I agree with Victor Sharpe about the Kurds but Israel, at the moment has no “unique responsibility” for anything other than defense of its people and its borders….rsk
Today the world clamors for a Palestinian Arab state but strangely turns its back upon Kurdish national independence and statehood.
There is a people who, like the Jews, can trace their ancestry in their homeland back thousands of years. They are the Kurds, and it is highly instructive to review their remarkable history in conjunction with that of the Jews. It is also necessary to review the historical injustices imposed upon them over the centuries by hostile neighbors and empires.
Even though it lives in a terrible neighborhood and desperately seeks friends, Israel cannot and must not evade its unique responsibility towards the Kurdish people, who also suffer from the depredations of their hostile neighbors. The Jewish state must not ignore the Kurds, who remain stateless and shunned by the world and who seek, at last, the historic justice they have craved for centuries but been denied – an independent, sovereign state of their own.
Fact: There has never existed in all of recorded history an independent sovereign nation called Palestine – and certainly not an Arab one. The term “Palestine” has always been the name of a geographical territory, such as Siberia or Patagonia. It has never been a state.

+--

◆ **SET PROBLEM A**
Answer these from the passage on the Kurds, marking each answer (i), (ii) or (iii):
(i) According to the opening line, what is the only thing Israel at the moment has a "unique responsibility" for?
(ii) Which two places are given as examples of geographical territories, like "Palestine"?
(iii) What does the passage on the Kurds say the Kurds seek?
◆ **SET PROBLEM B**
Does each statement agree with the passage on the Kurds? Answer yes or no, quoting the words that decide it, and mark each (i), (ii) or (iii).
(i) The Kurds can trace their ancestry in their homeland back hundreds of years.
(ii) Israel lives in a terrible neighborhood.
(iii) Palestine was once an independent sovereign nation.
◆ **SET PROBLEM C**
Carry on the passage on the Kurds, writing on after its last sentence.

◆ **INFORMATION SUPPLIED**
+--

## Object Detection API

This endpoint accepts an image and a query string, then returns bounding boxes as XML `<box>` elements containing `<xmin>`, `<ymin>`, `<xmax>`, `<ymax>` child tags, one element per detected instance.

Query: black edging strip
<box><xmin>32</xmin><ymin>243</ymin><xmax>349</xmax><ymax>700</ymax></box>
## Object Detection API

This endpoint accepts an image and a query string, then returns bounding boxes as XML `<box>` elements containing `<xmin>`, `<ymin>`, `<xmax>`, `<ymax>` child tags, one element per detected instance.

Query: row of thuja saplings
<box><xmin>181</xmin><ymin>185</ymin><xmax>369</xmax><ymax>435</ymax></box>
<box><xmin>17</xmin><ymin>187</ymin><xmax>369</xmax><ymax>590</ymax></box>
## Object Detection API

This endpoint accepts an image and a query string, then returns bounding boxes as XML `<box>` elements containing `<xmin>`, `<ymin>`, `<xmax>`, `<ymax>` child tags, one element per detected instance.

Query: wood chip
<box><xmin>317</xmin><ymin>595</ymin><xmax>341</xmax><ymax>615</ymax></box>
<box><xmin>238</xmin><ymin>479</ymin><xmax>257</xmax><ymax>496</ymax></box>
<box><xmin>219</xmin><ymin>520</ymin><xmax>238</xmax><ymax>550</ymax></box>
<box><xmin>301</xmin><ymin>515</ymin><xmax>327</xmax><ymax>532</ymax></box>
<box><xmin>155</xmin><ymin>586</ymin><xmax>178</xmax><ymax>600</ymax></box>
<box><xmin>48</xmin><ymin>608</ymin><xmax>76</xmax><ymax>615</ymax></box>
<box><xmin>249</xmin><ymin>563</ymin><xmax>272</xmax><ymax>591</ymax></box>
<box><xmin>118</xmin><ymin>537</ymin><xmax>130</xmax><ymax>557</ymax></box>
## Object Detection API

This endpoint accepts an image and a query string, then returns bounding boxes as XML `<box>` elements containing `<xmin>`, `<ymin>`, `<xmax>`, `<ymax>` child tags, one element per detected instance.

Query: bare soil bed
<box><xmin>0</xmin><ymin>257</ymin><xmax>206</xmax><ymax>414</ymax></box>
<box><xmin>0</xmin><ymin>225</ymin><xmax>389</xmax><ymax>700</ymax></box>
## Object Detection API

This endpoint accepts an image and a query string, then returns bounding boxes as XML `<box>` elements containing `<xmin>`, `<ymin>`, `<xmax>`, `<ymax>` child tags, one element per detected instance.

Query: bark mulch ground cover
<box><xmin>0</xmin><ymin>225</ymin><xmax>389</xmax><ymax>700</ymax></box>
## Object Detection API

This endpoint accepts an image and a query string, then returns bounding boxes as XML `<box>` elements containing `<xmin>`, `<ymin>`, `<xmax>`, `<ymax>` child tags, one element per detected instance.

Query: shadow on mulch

+--

◆ **TASK ANSWER A**
(i) Defense of its people and its borders.
(ii) Siberia and Patagonia.
(iii) An independent, sovereign state of their own.

◆ **TASK ANSWER B**
(i) No: "can trace their ancestry in their homeland back thousands of years"
(ii) Yes: "it lives in a terrible neighborhood"
(iii) No: "There has never existed in all of recorded history an independent sovereign nation called Palestine"

◆ **TASK ANSWER C**
Fact: On the other hand, Kurdistan with a population over 30,000,000, has an ancient history and an enduring nationhood scattered throughout northwestern Iran, northern Iraq, Syria and Turkey.
There are some twenty Arab states throughout the Middle East and North Africa, yet a hostile world demands that another Arab state be created within the mere forty miles separating the Mediterranean Sea and the River Jordan – within the territories of Judea and Samaria; the very biblical and ancestral Jewish heartland.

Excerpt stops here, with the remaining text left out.